[Start]

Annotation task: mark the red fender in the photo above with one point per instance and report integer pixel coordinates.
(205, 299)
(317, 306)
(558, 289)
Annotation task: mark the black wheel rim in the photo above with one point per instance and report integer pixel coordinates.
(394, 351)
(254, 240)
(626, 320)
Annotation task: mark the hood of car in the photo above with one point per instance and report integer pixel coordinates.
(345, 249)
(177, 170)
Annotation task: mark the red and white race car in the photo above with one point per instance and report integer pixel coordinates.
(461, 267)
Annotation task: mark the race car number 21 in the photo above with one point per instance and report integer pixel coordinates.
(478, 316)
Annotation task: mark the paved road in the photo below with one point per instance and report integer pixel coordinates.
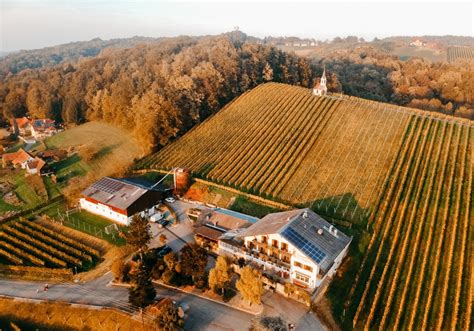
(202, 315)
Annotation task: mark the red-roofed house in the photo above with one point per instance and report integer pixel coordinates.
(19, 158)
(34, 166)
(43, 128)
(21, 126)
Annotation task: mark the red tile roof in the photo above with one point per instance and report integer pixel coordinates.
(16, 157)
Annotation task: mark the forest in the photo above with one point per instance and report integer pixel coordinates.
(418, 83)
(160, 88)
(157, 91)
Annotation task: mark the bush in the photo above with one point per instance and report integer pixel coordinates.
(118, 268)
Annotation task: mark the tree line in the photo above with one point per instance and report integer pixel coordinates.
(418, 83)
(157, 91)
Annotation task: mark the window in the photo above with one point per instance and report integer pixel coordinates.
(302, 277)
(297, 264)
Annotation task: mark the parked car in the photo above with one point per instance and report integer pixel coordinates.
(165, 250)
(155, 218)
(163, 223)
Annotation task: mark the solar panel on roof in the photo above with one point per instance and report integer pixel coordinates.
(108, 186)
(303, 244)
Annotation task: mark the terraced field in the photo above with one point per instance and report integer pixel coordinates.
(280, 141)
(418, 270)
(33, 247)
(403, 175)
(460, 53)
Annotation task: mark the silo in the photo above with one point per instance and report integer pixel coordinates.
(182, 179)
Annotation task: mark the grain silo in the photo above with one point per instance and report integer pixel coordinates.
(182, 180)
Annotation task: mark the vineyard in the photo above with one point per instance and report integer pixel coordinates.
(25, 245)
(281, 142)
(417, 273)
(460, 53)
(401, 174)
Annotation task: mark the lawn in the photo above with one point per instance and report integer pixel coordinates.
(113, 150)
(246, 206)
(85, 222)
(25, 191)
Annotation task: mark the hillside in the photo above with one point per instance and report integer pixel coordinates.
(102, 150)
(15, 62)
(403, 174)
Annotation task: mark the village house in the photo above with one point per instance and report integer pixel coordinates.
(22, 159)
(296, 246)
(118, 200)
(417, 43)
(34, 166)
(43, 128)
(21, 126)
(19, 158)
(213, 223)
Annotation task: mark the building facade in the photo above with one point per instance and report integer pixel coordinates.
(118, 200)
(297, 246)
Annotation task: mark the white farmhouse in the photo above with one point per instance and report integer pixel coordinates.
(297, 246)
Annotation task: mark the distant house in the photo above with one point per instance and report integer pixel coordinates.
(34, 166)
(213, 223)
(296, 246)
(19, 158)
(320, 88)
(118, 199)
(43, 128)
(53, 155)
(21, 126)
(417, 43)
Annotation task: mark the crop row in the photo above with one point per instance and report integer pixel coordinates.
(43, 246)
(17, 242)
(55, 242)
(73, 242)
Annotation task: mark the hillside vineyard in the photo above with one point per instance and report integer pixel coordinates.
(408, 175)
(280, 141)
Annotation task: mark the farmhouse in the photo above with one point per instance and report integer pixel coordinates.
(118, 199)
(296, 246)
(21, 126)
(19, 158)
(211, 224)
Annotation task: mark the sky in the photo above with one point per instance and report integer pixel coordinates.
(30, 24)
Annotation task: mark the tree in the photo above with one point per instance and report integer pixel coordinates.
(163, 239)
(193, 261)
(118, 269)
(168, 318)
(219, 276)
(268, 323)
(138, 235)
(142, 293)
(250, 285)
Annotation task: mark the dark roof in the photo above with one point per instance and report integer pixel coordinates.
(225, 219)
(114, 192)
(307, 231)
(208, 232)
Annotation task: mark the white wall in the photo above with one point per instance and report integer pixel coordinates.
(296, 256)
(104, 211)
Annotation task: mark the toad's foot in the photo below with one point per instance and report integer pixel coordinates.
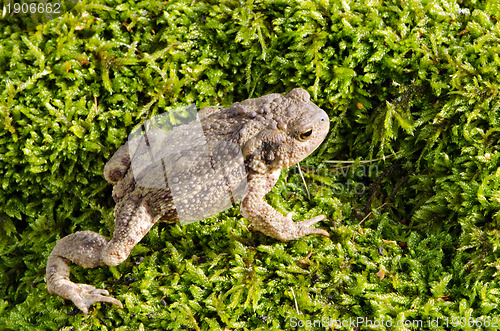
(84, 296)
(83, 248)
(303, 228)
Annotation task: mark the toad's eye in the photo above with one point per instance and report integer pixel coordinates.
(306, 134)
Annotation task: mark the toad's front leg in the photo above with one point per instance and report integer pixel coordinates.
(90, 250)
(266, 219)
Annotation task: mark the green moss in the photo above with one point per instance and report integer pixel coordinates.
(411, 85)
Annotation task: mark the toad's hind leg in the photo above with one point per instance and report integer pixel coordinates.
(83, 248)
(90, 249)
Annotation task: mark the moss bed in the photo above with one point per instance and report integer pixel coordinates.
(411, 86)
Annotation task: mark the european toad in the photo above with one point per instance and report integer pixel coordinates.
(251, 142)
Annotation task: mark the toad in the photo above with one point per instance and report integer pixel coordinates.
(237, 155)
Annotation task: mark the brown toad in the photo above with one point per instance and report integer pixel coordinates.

[End]

EXERCISE GOAL: Repeat the material above in full and exactly, omitting the pictures.

SOLUTION FOR THIS TASK:
Annotation task: mark the red fender in the photo above with one point per instance and report integer pixel coordinates.
(205, 299)
(317, 306)
(558, 289)
Annotation task: mark the black wheel rim in the photo above with one point per instance and report integer pixel coordinates.
(394, 351)
(254, 240)
(626, 320)
Annotation task: mark the hood of car in the photo above with one point per instance and report integer pixel coordinates.
(345, 249)
(177, 170)
Annotation task: mark the red and white race car in the photo above with one point per instance and report integer pixel coordinates.
(461, 267)
Annotation task: mark the race car number 21 in the photo above with one point per instance and report integer pixel coordinates.
(478, 316)
Annotation task: mark the paved road in the photo below with one point per instance and report integer pixel coordinates.
(202, 315)
Annotation task: mark the red-roofed house in the photo above with one point per instance and report integer pixel coordinates.
(19, 158)
(34, 166)
(43, 128)
(21, 126)
Annotation task: mark the red tile roof in the photo above with one point per instance and report integer pixel coordinates.
(16, 157)
Annotation task: mark the forest in the photo above with one point per instance and report integer pixel coordinates.
(418, 83)
(160, 88)
(157, 91)
Annotation task: mark the bush in the photo above with one point per instance and report integer pixel coordinates.
(118, 268)
Annotation task: mark the tree line in the photo above with one point per instance and report integer pixel coordinates.
(418, 83)
(157, 91)
Annotation task: mark the window in the photo above with one point per instance and report integer pixel coordinates.
(302, 277)
(297, 264)
Annotation task: mark the parked car in the photo above with one point per instance and report integer pixel coordinates.
(165, 250)
(155, 218)
(163, 223)
Annotation task: mark the solar panel on roof in the photo above with one point per instance and report integer pixel coordinates.
(108, 186)
(303, 244)
Annotation task: mark the terraced field in the photo above with one point per instance and report integer pixel coordinates.
(280, 141)
(418, 270)
(33, 247)
(403, 175)
(460, 53)
Annotation task: mark the silo in the photo above with one point per instance and report integer pixel coordinates.
(182, 179)
Annotation task: mark the grain silo in the photo above with one point per instance and report integer pixel coordinates.
(182, 180)
Annotation task: mark the vineyard in the photo above with one point per instance and report integer pixel coordinates.
(25, 245)
(281, 142)
(417, 273)
(460, 53)
(401, 174)
Annotation task: mark the lawn in the photo above with one point per instance and report integer pixel coordinates.
(113, 150)
(246, 206)
(85, 222)
(25, 191)
Annotation task: mark the hillside in the photo above with one point per instance and report integer pixel coordinates.
(102, 150)
(15, 62)
(403, 174)
Annotation task: mark the village house in the photo above with one point per instance and report integer pixel coordinates.
(22, 159)
(296, 246)
(118, 200)
(417, 43)
(34, 166)
(43, 128)
(21, 126)
(19, 158)
(213, 223)
Annotation task: mark the building facade in the photo above with one point per instance and report integer pixel coordinates.
(118, 200)
(297, 246)
Annotation task: mark the white farmhouse in the photo above with one point per instance and report integer pixel coordinates.
(297, 246)
Annotation task: mark the distant house in the photo above with one point per instance and report integer pixel coordinates.
(34, 166)
(213, 223)
(296, 246)
(19, 158)
(320, 88)
(118, 199)
(43, 128)
(53, 155)
(21, 126)
(417, 43)
Annotation task: mark the crop row in the photo above with one point per instance and report integer pixel coordinates.
(43, 246)
(17, 242)
(55, 242)
(73, 242)
Annotation task: mark the hillside vineyard in the photo above with one point per instance and report integer pixel coordinates.
(408, 175)
(280, 141)
Annotation task: mark the farmhouse in the photo above with one point per instance and report integer pixel coordinates.
(118, 199)
(296, 246)
(21, 126)
(19, 158)
(211, 224)
Annotation task: mark the sky in the photo above with one point per instance and report integer pixel coordinates.
(30, 24)
Annotation task: mark the tree in the photo above with one point per instance and report integer pixel coordinates.
(163, 239)
(193, 261)
(118, 269)
(168, 318)
(219, 276)
(268, 323)
(138, 235)
(142, 293)
(250, 285)
Annotation task: mark the dark roof in the photo above with one point per instance and report integer pixel coordinates.
(225, 219)
(114, 192)
(307, 231)
(208, 232)
Annotation task: mark the white wall in the photo above with one point per instance and report integer pixel coordinates.
(296, 256)
(104, 211)
Annotation task: mark the toad's foot in the photo below with one point per instance and report integer pixel coordinates.
(84, 296)
(83, 248)
(303, 228)
Annotation task: mark the toad's eye in the photo above with one point per instance and report integer pixel coordinates.
(306, 134)
Annotation task: mark the toad's front leg in the photo above with one point per instance and report integer pixel coordinates.
(90, 250)
(266, 219)
Annotation task: mark the green moss in the photo above with one point per instance and report integer pixel coordinates.
(411, 85)
Annotation task: mark the toad's hind leg in the photo above with one point per instance and report integer pixel coordinates.
(83, 248)
(90, 249)
Annotation task: mark the moss bed in the photo above with one point per instance and report integer pixel coordinates.
(411, 86)
Annotation task: mark the european toad in the photo above with one point per instance and report integer pixel coordinates.
(251, 142)
Annotation task: mark the toad in the photo above with one point per instance and report integer pixel coordinates.
(237, 155)
Annotation task: mark the brown toad in the photo above with one point per instance and report integer pixel coordinates.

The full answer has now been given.